MATERIAL FOR THE TASK

>>>

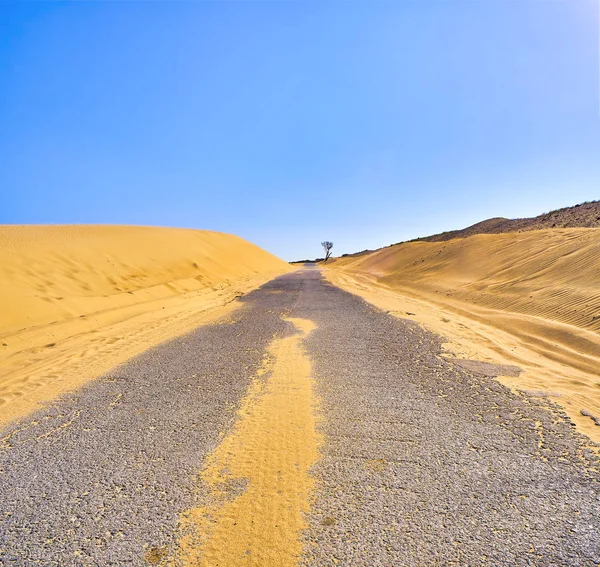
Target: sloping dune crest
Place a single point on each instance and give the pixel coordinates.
(77, 300)
(530, 298)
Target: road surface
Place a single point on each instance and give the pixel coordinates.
(308, 428)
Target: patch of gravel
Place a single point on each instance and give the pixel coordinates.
(487, 368)
(100, 477)
(426, 463)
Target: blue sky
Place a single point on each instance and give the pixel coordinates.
(289, 123)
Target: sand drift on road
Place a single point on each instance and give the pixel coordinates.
(528, 299)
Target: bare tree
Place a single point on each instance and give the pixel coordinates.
(327, 246)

<<<

Copy exactly the lines that run from the one containing "Target: blue sky" to the last line of the listing, both included, and nothing more.

RESPONSE TO THIS EXERCISE
Target: blue sky
Place a single point on each instance and give the pixel coordinates.
(289, 123)
Target: sand drift on road
Place a single point on each instance and give the pixel coordinates.
(528, 299)
Target: bare tree
Place a single point on each instance and give the pixel coordinates.
(327, 246)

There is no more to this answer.